TestCompactor_DeleteLocalSyncFiles flakes on test-no-race (arm64) with:

--- FAIL: TestCompactor_DeleteLocalSyncFiles (2.86s)
    compactor_test.go:1855: 
        Error Trace: /__w/cortex/cortex/pkg/compactor/compactor_test.go:1855
        Error:      Should not be zero, but was 0
        Test:       TestCompactor_DeleteLocalSyncFiles

Observed in https://github.com/cortexproject/cortex/actions/runs/26555111751/job/78225222195 (PR #7563, which only modifies MAINTAINERS.md — confirming pre-existing flake). The test-no-race (amd64) job in the same run passed. A very similar TestPartitionCompactor_DeleteLocalSyncFiles failure showed up in run 26491543042 with the identical Should not be zero, but was 0 signature at compactor_paritioning_test.go:1631.

What line 1855 asserts

// pkg/compactor/compactor_test.go:1849-1855
cortex_testutil.Poll(t, 10*time.Second, 1.0, func() any {
    return prom_testutil.ToFloat64(c2.CompactionRunsCompleted)
})

// Let's check how many users second compactor has.
c2Users := len(c2.listTenantsWithMetaSyncDirectories())
require.NotZero(t, c2Users)

The test fixture creates 10 fixed tenants (user-1..user-10), starts c1, waits for one compaction run, then starts c2 and asserts c2 owns at least one tenant.

To Reproduce

Timing/scheduling-dependent flake; most reproducible on slower (arm64) runners.

  1. Run the test repeatedly:
    go test -run '^TestCompactor_DeleteLocalSyncFiles$' ./pkg/compactor/... -count=50
    
  2. Intermittently it fails at compactor_test.go:1855 with Should not be zero, but was 0: the second compactor (c2) completed a compaction cycle but owned 0 users that cycle. The sibling TestPartitionCompactor_DeleteLocalSyncFiles fails the same way at compactor_paritioning_test.go:1631.

Expected behavior

TestCompactor_DeleteLocalSyncFiles (and its partitioning sibling) pass consistently; the ownership assertion only runs once c2 has actually observed itself owning at least one user in the ring.

==*==

Work to do:
**A.** In the bug report, how many fixed tenants does the test fixture create?
**B.** Rewrite everything in the bug report from "Timing/scheduling-dependent flake; most" down to "way at compactor_paritioning_test.go:1631.", putting "machines" in place of "runners".

==*==

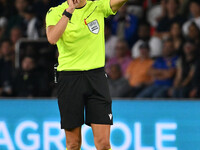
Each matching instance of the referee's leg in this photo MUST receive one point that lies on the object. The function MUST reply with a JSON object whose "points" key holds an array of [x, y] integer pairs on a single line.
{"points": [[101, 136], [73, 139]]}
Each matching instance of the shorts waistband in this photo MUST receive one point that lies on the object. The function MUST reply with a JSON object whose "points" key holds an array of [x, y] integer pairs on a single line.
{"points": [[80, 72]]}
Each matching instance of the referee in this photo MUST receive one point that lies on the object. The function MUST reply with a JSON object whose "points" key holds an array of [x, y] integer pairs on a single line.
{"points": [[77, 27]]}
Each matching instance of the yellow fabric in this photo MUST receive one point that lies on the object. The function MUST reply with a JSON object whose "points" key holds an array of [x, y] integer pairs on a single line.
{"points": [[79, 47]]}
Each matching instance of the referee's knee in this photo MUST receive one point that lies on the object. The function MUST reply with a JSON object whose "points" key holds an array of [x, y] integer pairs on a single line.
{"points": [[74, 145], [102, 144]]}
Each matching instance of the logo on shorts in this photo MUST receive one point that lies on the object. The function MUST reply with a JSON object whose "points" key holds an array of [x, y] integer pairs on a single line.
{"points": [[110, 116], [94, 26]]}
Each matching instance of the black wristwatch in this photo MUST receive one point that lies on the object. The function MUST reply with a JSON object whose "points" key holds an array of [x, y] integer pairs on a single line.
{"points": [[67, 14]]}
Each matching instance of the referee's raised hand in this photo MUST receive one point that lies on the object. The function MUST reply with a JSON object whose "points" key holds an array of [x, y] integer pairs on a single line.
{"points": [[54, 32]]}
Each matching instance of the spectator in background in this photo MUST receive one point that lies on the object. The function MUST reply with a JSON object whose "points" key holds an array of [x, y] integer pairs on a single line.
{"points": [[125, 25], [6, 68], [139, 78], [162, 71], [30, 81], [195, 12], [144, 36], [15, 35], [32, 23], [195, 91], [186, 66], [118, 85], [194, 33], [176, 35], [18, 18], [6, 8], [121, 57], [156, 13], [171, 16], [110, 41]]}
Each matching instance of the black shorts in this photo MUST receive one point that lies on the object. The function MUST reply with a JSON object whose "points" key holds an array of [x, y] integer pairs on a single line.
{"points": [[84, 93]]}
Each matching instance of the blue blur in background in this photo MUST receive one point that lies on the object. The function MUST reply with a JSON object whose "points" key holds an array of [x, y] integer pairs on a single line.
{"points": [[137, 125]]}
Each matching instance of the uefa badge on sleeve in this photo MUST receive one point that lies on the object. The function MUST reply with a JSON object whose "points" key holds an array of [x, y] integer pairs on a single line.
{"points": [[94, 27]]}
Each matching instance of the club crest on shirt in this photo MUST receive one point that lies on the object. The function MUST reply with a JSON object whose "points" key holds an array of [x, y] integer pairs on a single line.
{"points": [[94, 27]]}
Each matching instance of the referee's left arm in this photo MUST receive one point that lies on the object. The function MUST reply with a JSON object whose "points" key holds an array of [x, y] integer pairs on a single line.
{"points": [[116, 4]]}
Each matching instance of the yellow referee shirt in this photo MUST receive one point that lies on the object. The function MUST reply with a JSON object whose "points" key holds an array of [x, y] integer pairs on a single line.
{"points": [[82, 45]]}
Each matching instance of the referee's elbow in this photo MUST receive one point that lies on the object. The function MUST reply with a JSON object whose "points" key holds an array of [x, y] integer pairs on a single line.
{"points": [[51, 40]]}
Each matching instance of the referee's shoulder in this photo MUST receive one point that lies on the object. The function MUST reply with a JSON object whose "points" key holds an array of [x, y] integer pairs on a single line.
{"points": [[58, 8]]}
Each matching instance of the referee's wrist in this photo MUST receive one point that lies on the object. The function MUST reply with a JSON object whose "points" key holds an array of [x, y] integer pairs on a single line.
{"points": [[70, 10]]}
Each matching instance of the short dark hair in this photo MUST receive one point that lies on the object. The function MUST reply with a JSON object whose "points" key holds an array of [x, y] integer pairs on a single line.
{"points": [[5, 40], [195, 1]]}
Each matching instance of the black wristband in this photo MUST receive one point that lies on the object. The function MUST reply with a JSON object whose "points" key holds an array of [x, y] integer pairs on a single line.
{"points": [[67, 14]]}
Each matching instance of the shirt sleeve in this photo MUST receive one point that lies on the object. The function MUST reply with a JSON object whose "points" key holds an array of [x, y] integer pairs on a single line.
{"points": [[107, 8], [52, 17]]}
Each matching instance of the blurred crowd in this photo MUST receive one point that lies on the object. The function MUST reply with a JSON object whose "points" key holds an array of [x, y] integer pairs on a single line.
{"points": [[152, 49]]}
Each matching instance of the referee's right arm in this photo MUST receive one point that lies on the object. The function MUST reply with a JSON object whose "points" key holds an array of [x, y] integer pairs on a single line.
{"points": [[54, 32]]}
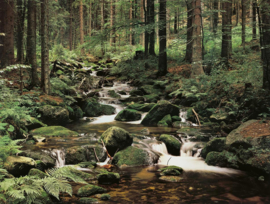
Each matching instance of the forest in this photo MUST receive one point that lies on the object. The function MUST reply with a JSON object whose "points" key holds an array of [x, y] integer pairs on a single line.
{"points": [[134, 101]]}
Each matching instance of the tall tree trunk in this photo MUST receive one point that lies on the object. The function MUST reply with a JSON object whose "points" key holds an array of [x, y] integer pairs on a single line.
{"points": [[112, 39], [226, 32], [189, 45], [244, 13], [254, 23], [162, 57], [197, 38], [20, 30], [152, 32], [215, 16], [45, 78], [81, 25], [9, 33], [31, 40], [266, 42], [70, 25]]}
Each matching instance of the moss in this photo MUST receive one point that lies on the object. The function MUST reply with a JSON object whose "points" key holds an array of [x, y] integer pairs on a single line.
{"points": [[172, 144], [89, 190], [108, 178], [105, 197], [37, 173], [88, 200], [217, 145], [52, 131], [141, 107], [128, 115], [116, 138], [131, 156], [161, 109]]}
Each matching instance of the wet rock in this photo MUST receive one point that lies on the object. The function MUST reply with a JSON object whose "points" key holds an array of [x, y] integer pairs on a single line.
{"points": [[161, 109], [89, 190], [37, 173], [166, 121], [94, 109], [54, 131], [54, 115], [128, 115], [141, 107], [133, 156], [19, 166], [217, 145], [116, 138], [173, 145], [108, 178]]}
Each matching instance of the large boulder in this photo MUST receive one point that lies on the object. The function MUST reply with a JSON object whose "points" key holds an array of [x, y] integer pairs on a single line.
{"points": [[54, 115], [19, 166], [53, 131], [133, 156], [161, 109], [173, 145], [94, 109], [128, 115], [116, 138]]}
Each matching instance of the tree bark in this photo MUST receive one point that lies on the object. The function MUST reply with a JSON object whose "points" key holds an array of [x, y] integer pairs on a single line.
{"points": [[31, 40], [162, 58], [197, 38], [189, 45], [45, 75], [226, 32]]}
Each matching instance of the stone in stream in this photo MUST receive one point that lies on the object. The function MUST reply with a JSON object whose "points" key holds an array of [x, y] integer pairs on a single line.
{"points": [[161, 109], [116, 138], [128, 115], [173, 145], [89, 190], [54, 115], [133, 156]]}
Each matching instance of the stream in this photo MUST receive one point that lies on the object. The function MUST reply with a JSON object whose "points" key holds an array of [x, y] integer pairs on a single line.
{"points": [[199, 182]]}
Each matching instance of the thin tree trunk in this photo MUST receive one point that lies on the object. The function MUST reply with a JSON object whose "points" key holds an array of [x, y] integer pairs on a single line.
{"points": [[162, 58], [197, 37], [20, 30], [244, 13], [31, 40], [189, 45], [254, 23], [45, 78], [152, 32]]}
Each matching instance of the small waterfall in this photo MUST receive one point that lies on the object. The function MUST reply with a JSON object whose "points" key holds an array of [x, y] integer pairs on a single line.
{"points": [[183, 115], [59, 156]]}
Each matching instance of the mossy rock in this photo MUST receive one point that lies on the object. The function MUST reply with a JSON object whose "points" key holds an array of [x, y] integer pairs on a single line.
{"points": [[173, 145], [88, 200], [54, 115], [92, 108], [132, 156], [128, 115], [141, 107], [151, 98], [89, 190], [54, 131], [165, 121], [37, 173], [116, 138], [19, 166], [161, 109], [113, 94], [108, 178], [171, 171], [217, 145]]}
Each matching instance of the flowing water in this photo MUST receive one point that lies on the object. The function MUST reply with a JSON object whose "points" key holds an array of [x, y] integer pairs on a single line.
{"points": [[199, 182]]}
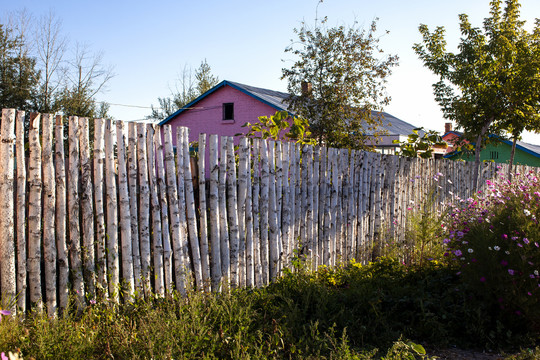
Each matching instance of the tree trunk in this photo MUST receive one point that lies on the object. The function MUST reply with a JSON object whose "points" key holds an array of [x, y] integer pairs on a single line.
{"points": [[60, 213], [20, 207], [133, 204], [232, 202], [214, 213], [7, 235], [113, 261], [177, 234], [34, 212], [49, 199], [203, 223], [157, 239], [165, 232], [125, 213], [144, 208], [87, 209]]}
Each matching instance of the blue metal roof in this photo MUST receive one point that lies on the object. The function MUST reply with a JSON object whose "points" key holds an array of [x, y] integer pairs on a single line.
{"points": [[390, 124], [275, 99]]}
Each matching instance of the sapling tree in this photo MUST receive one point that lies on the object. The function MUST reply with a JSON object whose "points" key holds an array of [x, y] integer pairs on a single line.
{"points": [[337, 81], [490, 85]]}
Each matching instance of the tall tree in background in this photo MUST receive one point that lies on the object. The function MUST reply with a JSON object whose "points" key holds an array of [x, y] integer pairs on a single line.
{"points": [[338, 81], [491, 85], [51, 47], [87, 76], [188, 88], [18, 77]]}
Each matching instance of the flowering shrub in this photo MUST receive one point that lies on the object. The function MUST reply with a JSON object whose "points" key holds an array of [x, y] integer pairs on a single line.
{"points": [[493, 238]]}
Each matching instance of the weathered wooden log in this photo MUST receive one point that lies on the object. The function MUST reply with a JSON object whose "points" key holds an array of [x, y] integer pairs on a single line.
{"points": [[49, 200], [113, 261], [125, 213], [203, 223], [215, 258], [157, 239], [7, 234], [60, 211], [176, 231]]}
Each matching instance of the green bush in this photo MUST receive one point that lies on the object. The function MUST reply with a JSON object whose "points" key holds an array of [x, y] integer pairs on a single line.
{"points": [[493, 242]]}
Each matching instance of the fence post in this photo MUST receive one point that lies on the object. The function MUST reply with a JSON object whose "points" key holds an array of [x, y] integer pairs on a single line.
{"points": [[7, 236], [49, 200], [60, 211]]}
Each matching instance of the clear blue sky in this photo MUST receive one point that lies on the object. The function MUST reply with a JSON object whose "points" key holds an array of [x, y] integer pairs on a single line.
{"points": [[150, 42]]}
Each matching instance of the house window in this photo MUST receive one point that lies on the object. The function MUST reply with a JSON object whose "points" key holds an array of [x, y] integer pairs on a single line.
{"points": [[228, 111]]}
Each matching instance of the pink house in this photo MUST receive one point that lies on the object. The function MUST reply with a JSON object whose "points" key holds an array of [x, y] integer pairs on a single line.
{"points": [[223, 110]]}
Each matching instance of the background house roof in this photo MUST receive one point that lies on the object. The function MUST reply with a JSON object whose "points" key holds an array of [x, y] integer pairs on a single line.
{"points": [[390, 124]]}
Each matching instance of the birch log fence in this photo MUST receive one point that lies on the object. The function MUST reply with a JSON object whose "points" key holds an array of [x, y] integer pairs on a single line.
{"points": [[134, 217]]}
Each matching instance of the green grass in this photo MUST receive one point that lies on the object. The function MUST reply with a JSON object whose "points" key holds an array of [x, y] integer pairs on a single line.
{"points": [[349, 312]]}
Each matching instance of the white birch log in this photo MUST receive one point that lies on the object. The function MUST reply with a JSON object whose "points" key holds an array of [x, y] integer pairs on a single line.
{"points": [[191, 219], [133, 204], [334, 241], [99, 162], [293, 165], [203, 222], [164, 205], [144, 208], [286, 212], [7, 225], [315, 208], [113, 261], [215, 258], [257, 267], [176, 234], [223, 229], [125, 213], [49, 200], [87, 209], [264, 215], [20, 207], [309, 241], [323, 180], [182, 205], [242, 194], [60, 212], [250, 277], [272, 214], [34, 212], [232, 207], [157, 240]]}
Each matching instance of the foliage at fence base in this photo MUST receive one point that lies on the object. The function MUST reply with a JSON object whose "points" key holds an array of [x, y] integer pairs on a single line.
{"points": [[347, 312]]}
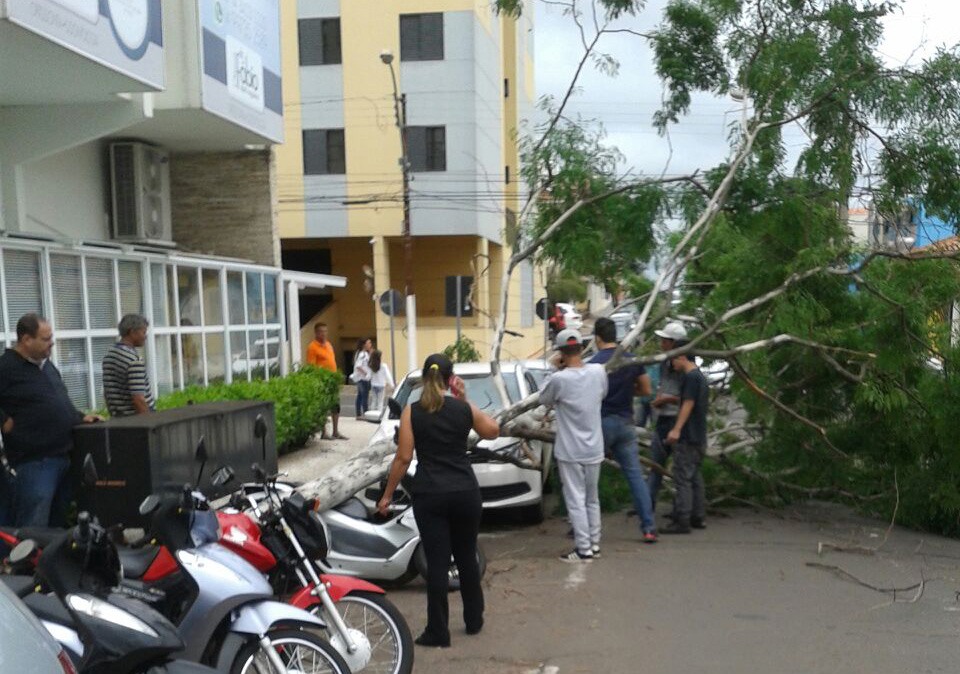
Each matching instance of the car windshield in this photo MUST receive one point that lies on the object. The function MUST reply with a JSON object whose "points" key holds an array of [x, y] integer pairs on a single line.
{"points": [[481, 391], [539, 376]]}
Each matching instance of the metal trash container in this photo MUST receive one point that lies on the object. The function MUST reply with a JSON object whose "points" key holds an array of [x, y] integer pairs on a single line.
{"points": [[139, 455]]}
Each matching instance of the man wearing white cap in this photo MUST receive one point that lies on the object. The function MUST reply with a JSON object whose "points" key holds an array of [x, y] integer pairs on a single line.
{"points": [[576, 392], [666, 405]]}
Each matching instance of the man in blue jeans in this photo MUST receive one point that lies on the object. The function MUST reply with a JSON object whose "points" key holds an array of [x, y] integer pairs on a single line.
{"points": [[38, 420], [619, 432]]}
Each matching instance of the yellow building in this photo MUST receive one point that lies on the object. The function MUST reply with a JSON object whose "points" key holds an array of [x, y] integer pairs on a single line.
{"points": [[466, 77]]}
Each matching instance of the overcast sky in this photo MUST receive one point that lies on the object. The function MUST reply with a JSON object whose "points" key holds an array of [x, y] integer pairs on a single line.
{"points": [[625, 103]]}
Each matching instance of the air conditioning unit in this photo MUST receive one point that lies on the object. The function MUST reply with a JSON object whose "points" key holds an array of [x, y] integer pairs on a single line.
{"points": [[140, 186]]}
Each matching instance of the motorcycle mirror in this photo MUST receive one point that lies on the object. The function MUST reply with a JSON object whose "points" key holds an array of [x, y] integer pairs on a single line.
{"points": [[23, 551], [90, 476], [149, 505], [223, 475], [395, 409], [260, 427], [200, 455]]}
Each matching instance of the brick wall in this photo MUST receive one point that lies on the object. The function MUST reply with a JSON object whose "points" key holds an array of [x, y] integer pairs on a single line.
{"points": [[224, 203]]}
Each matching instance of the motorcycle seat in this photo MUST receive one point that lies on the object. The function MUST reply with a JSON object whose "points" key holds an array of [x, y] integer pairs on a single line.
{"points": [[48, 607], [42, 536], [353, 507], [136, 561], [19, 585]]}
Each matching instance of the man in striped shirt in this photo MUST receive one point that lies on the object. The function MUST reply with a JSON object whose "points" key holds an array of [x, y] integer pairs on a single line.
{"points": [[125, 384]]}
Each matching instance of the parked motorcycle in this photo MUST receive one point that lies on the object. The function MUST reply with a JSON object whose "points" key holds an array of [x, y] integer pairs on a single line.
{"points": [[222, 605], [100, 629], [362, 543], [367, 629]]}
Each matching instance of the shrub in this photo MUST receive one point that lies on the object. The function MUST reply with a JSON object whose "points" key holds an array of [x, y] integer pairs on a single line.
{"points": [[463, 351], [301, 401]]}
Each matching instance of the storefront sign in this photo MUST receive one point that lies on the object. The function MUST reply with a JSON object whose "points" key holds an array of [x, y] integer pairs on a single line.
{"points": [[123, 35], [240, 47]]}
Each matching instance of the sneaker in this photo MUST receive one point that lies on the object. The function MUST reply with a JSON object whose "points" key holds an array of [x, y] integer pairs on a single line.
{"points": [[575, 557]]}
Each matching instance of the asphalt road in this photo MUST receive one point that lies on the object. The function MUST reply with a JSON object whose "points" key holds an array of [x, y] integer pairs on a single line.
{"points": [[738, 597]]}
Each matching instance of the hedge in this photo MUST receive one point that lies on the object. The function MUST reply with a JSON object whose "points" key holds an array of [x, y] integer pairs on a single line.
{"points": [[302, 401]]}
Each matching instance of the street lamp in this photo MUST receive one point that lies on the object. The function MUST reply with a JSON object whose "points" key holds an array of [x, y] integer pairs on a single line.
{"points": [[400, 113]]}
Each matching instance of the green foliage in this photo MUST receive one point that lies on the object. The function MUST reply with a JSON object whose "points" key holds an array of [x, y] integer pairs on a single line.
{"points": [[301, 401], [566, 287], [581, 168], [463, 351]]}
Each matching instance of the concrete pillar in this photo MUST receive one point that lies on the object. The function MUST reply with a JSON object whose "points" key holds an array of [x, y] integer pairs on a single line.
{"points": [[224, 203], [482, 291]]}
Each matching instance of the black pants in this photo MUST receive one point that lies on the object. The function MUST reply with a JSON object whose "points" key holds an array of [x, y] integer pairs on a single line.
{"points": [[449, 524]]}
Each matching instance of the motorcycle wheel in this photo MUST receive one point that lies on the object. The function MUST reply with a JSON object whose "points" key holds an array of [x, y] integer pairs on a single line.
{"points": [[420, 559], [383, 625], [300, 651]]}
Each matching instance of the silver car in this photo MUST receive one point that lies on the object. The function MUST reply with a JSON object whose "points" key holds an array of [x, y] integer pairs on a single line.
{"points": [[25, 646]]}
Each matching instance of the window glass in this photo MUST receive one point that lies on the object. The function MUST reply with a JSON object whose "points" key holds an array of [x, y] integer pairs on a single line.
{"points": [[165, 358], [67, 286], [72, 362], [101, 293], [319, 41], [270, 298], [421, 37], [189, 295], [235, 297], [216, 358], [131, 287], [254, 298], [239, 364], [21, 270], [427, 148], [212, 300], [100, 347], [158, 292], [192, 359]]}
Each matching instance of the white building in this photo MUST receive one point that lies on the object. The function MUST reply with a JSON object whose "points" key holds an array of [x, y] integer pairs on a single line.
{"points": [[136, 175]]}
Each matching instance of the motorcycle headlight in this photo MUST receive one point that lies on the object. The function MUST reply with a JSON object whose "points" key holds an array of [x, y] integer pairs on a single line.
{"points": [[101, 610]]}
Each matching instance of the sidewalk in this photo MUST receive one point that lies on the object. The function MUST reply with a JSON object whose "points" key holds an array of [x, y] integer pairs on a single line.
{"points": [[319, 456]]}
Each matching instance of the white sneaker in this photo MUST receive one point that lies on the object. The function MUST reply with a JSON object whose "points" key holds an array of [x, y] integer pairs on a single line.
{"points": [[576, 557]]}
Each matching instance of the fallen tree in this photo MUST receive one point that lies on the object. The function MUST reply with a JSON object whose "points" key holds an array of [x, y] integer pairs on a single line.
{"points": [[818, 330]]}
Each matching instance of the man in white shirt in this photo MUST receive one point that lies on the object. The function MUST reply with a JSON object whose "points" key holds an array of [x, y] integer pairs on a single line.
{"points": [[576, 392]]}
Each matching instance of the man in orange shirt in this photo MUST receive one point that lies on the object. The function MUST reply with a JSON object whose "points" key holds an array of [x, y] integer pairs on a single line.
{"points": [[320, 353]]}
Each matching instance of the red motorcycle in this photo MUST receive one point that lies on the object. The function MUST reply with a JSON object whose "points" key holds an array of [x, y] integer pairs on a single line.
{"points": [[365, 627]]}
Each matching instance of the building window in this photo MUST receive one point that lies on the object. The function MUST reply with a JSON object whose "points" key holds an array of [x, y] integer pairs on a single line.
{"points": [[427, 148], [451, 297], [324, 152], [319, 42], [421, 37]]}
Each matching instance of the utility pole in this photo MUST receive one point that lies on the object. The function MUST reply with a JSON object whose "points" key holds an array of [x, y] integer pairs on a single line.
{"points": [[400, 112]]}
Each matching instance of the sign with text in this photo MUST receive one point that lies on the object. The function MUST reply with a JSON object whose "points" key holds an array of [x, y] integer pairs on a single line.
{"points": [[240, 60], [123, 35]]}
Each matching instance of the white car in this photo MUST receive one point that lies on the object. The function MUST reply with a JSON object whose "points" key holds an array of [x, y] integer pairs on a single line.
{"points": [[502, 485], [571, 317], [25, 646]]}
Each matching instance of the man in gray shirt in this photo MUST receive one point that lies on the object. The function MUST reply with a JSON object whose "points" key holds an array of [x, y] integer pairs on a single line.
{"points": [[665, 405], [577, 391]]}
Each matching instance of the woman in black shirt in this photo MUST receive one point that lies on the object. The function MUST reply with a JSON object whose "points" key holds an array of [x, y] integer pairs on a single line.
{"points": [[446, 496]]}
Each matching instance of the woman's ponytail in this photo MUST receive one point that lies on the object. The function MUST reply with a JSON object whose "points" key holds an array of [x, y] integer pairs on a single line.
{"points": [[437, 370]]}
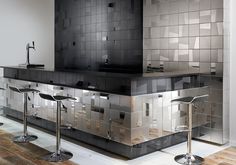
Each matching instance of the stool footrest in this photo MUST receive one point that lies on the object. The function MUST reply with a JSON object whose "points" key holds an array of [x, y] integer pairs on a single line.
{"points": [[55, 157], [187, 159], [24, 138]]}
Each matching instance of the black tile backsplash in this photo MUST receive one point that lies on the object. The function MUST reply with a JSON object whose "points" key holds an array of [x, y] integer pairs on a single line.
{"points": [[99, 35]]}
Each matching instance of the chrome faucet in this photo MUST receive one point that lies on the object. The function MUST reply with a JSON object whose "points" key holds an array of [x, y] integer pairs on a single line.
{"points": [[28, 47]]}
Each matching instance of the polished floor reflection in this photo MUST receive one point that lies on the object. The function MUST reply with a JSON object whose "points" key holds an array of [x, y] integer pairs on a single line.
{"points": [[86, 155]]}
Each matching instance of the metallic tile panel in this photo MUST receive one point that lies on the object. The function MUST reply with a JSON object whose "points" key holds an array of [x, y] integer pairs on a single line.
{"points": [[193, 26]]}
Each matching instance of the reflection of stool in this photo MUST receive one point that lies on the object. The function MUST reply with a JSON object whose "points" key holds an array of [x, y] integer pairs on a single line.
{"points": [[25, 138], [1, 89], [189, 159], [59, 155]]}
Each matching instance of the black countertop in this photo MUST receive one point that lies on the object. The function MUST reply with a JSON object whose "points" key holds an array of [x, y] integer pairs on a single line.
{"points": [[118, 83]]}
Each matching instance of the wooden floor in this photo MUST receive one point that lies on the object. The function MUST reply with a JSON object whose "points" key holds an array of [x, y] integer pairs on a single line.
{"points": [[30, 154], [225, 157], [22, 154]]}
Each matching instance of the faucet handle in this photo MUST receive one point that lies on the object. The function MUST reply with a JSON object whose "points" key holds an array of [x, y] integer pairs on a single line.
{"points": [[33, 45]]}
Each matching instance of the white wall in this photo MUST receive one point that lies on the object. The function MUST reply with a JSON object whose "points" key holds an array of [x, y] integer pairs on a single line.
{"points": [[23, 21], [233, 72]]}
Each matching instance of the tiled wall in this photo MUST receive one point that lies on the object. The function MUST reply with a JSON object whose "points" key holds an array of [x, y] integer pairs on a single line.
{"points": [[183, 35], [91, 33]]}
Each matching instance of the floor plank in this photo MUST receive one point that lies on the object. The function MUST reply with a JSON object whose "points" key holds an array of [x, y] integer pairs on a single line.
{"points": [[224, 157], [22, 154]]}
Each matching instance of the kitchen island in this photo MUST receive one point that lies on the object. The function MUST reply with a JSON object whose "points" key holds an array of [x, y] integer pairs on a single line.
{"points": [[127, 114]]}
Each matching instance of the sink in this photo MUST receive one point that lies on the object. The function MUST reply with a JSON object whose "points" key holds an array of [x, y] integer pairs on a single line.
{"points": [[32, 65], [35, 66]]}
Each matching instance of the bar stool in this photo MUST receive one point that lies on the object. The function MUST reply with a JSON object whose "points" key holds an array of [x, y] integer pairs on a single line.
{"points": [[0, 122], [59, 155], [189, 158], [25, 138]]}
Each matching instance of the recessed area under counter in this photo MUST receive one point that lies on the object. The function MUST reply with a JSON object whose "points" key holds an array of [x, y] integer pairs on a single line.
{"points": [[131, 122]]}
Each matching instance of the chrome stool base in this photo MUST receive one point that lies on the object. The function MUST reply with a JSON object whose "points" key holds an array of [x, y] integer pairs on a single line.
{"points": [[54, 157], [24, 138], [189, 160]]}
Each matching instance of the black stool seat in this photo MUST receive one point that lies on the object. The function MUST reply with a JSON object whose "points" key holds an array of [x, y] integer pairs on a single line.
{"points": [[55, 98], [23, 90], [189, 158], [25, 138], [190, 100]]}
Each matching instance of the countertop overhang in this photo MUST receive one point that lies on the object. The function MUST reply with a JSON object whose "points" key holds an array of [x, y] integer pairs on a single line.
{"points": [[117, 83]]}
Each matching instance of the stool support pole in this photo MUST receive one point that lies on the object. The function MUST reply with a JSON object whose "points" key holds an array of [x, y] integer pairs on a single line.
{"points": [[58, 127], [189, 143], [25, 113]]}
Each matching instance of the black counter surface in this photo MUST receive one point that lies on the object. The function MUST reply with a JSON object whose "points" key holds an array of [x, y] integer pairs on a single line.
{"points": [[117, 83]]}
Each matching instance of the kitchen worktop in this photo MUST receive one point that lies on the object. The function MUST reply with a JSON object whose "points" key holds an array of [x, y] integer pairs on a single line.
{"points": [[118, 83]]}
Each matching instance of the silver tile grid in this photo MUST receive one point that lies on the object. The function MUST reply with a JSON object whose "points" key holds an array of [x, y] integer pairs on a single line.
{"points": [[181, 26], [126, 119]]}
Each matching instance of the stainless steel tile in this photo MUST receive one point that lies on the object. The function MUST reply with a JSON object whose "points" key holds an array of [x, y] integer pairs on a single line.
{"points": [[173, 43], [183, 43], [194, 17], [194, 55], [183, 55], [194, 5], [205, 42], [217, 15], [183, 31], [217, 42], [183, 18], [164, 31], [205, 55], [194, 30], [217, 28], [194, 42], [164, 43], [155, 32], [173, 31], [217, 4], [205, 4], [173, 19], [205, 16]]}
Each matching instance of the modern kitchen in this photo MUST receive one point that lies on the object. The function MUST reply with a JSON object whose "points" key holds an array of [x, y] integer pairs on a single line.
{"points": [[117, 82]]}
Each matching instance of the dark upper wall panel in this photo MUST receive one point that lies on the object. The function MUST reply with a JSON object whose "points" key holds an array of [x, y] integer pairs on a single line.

==*==

Answers to the exercise:
**A.** It creates 10 fixed tenants, user-1 through user-10.

**B.**
Timing/scheduling-dependent flake; most reproducible on slower (arm64) machines.

  1. Run the test repeatedly:
    go test -run '^TestCompactor_DeleteLocalSyncFiles$' ./pkg/compactor/... -count=50
    
  2. Intermittently it fails at compactor_test.go:1855 with Should not be zero, but was 0: the second compactor (c2) completed a compaction cycle but owned 0 users that cycle. The sibling TestPartitionCompactor_DeleteLocalSyncFiles fails the same way at compactor_paritioning_test.go:1631.